▶ [SUPPLIED RECORDS]
= = = =
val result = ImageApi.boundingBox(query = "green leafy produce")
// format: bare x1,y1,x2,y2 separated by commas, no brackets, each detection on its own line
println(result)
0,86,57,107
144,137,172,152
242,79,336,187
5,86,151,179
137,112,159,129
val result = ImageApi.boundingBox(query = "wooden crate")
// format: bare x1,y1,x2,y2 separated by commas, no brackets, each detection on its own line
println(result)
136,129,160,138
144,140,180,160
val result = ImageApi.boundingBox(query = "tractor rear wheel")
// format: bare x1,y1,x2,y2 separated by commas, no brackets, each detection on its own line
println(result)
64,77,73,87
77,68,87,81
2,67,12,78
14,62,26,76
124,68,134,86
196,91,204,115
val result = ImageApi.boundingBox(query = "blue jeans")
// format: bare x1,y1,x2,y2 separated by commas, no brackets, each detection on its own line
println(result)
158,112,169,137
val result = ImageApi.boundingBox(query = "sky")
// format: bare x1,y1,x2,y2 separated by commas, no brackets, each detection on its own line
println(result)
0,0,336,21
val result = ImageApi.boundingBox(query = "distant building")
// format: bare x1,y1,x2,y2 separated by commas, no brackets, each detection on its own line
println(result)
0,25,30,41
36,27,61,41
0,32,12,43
= = = =
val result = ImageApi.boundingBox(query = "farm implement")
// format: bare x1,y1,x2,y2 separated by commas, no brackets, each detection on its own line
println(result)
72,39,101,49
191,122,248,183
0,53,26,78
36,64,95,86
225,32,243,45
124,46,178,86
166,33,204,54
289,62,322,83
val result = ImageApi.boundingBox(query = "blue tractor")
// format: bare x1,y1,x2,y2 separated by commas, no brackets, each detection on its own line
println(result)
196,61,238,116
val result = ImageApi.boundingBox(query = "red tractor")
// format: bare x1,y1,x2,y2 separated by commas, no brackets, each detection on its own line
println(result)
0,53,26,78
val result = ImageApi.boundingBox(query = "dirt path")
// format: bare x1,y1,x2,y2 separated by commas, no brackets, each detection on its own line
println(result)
= = = =
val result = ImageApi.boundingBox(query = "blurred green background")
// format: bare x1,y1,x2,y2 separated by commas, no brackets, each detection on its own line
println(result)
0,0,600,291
= = = =
▶ [EXERCISE BRIEF] How many lines above contain the string "ImageApi"? Case counts. Give only the number.

▶ [ANSWER BELOW] 11